─── Text provided ───

The Politics of a Carte-de-Visite

By focusing on a 19th-century photograph from Wheaton’s Permanent Collection, Phoebe Wu (Class of 2020) explores how one Polish émigrée used the medium to garner support for her family’s cause.

This essay was written for Professor McBreen’s class Photography as Knowledge (Spring 2019).

In nineteenth-century Europe, the carte-de-viste was widely used by the aristocracy for the purpose of self-fashioning, primarily because it was capable of reaching a broad audience. The documentary power commonly attributed to photography established it as a truth-telling medium, rather than the highly constructed image it was. The carte-de-visite in particular gave photography a collectible, inexpensive format for shaping the sitter’s public identity. Especially for aristocrats, the carte-de-visite not only allowed them to be presented in a more accessible manner, but was also a persuasive way to share messages about their political goals. The 1859 carte-de-visite depicting Princess Marie Czartoryska from the Wheaton Permanent Collection is a revealing example of royalty using the format for a diplomatic purpose, both as a reminder of the traditional contributions of Czartoryski family in Polish politics, and to help garner wider political support abroad for her family’s cause [Fig. 1].

─── Supplied data ───

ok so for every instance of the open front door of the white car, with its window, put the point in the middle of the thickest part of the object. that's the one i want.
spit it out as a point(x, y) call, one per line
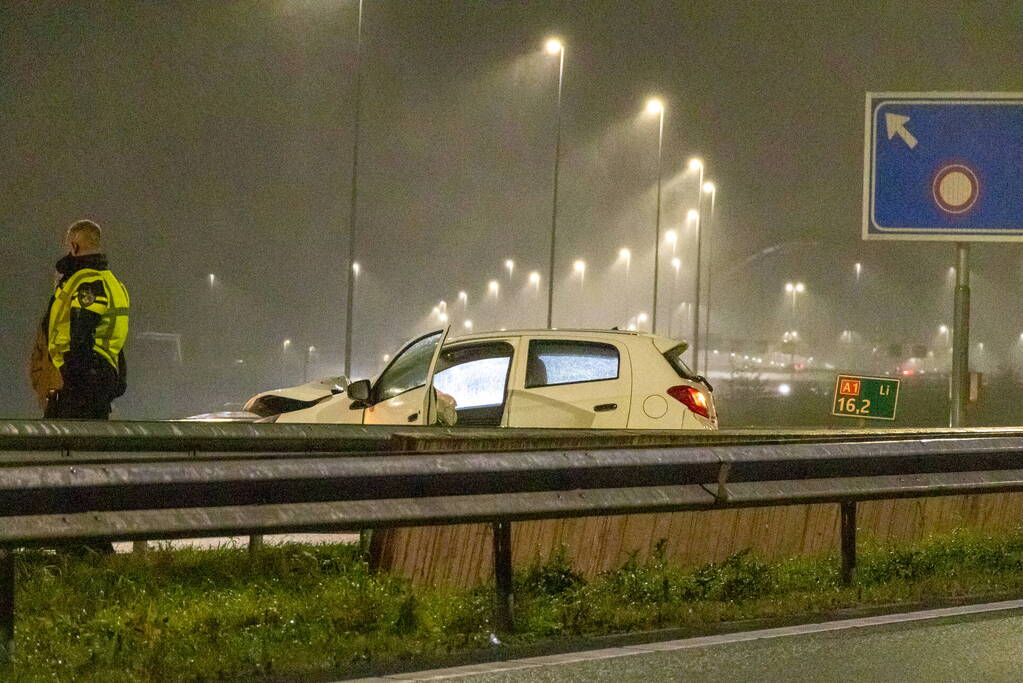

───

● **Problems to work on**:
**1.** In the essay on the carte-de-visite, what year is given for the carte-de-visite of Princess Marie Czartoryska?
**2.** Please write out the essay on the carte-de-visite from "The Politics of" up to and including "her family’s cause.", switching "émigrée" to "exile".
The material stands apart from the essay on the carte-de-visite.

● **Solved problems**:
**1.** 1859

**2.**
The Politics of a Carte-de-Visite

By focusing on a 19th-century photograph from Wheaton’s Permanent Collection, Phoebe Wu (Class of 2020) explores how one Polish exile used the medium to garner support for her family’s cause.